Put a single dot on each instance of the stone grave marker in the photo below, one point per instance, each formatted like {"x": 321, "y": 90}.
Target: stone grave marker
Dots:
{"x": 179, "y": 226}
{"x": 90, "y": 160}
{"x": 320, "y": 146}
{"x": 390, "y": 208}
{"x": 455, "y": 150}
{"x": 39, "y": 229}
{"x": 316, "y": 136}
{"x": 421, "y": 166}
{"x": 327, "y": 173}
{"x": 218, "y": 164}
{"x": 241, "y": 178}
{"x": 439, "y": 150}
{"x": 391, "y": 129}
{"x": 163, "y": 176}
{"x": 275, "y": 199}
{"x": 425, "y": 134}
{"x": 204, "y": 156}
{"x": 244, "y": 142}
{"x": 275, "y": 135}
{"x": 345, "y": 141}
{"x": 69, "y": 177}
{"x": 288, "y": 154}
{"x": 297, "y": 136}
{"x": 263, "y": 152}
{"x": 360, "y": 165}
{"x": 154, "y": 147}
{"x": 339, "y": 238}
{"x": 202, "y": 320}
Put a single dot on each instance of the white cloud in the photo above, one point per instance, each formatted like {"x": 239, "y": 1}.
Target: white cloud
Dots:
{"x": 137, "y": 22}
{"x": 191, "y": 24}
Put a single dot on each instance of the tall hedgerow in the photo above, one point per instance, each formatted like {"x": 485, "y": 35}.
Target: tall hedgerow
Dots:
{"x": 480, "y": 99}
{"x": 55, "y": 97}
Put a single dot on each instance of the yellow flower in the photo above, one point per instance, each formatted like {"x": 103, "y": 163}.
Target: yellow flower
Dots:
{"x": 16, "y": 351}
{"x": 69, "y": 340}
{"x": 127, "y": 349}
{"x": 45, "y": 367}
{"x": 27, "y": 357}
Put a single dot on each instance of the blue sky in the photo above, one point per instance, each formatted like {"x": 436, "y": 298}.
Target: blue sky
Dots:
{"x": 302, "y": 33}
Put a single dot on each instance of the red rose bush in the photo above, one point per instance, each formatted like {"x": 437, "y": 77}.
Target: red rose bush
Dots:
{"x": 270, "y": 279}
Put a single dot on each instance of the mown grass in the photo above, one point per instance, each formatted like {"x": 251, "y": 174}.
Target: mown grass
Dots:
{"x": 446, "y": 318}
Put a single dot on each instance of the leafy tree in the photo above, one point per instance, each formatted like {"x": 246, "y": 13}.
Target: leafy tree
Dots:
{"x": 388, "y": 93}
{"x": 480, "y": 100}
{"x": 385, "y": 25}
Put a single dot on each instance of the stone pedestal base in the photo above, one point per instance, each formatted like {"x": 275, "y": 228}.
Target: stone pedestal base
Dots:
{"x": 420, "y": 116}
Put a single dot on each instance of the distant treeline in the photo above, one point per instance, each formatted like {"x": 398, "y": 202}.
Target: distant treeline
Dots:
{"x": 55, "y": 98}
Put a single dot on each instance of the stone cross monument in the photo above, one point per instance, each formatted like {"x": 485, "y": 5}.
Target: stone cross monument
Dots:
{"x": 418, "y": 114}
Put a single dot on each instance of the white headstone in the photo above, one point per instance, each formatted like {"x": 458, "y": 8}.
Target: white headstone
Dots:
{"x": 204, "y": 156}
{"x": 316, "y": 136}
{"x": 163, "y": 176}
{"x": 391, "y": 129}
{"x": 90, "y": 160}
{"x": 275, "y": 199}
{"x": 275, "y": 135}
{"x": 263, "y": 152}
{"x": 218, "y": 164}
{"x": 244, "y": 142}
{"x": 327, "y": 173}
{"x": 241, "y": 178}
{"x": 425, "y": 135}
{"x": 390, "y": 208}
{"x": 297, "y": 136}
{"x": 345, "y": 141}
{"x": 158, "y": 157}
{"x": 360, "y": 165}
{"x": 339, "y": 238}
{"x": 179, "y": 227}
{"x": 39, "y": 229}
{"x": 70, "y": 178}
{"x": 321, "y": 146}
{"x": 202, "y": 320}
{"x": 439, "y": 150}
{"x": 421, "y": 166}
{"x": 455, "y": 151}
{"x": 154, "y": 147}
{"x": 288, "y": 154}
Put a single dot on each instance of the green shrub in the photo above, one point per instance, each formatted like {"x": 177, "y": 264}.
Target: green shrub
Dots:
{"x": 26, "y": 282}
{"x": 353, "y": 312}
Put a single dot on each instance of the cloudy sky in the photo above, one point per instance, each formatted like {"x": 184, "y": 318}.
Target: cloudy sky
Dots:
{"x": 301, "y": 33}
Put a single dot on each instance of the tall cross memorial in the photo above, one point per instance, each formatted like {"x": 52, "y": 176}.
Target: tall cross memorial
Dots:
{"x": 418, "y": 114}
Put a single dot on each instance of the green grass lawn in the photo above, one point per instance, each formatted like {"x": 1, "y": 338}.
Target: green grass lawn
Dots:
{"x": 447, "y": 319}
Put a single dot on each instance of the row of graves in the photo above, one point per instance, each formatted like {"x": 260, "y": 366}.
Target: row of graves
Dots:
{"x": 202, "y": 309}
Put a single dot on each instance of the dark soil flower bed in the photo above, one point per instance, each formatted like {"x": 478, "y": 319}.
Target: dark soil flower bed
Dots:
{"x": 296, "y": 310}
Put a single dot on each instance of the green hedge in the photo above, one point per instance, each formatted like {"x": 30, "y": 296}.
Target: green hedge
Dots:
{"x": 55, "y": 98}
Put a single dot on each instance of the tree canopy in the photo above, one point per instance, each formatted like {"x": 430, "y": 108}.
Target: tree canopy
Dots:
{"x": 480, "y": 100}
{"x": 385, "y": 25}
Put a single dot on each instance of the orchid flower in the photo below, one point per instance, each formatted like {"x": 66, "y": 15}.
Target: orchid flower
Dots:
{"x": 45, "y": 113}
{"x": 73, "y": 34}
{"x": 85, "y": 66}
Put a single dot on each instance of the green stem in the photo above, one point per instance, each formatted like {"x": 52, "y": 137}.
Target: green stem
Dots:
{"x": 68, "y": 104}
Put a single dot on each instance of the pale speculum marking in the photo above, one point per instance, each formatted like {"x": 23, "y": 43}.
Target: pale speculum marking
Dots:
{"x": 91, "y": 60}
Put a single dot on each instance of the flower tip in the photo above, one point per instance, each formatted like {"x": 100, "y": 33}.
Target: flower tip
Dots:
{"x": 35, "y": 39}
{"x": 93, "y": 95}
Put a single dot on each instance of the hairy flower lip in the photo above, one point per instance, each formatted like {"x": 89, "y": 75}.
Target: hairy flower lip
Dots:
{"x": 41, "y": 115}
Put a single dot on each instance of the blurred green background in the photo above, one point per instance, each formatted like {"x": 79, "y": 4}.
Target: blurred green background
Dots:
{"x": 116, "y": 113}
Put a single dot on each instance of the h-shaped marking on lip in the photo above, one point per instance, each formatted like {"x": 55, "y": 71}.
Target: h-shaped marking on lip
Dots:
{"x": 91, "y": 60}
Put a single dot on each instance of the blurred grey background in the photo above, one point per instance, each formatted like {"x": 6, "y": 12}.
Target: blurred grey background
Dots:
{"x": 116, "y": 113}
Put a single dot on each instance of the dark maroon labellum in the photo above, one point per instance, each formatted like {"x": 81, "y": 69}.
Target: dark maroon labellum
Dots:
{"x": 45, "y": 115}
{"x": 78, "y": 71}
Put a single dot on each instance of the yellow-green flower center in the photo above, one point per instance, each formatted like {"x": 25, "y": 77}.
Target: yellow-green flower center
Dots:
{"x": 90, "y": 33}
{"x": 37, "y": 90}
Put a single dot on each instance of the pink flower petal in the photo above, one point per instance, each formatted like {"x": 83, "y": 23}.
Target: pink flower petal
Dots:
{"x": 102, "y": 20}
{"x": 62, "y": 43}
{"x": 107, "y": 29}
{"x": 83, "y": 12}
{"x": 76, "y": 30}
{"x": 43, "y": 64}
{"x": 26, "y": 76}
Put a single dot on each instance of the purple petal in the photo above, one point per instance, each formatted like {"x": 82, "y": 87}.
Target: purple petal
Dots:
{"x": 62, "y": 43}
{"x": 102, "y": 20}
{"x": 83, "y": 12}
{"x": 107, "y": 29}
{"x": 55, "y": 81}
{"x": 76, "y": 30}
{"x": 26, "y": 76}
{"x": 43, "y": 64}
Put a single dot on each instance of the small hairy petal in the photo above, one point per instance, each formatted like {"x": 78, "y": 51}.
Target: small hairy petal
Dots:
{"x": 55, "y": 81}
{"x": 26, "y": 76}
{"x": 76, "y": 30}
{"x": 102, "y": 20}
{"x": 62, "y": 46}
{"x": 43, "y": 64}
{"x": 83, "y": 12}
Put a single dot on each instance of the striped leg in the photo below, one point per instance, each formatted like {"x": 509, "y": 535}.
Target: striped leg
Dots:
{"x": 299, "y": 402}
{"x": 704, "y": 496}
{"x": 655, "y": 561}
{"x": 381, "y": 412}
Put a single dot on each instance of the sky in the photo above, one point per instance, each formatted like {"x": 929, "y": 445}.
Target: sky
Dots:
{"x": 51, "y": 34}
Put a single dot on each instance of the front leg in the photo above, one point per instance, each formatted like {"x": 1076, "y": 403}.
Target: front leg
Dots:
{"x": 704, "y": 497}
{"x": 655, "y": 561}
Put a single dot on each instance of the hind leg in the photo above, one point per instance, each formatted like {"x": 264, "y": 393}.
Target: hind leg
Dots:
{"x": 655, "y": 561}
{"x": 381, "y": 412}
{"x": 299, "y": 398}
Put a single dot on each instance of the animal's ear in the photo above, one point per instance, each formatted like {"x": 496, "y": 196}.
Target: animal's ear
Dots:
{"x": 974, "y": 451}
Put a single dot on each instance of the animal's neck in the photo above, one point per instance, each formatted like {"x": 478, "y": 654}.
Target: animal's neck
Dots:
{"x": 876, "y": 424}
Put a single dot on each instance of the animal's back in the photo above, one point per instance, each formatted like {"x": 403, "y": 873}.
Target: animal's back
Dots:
○ ○ ○
▸ **What the task requires**:
Quote the line that contains "Put a single dot on each instance of the striped" and each line after it through the end of the data, exactly, leaving out everything else.

▸ **Answer**:
Put a single dot on each instance of the striped leg in the photo below, one point per instance, each formatted like {"x": 509, "y": 535}.
Target: striped leg
Dots:
{"x": 299, "y": 402}
{"x": 704, "y": 496}
{"x": 655, "y": 561}
{"x": 381, "y": 412}
Put a single dot on each instance of the sky in the photo above, one point per instance, each formatted like {"x": 929, "y": 445}.
Target: sky
Dots:
{"x": 51, "y": 34}
Put a single dot on each instance of the front leg in the photo above, one point per instance, each formatted like {"x": 1076, "y": 403}.
Target: front leg
Dots:
{"x": 704, "y": 497}
{"x": 655, "y": 561}
Put a single dot on each instance of the hind leg in the photo above, one point per instance, each formatted like {"x": 264, "y": 393}.
Target: hind leg
Dots:
{"x": 655, "y": 561}
{"x": 381, "y": 412}
{"x": 299, "y": 398}
Put a single dot on each instance of the animal's ear in the photo above, one point per instance, each formatted like {"x": 496, "y": 196}.
Target: animal's ear
Dots:
{"x": 974, "y": 451}
Put a single dot on each instance of the animal's neck in the photo above, one point per instance, each formatted like {"x": 478, "y": 654}.
Target: animal's neck
Dots:
{"x": 876, "y": 424}
Put a single dot on each instance of the animal's back in the photo above, one point per instance, each formatted like {"x": 403, "y": 873}.
Target: animal's back
Dots:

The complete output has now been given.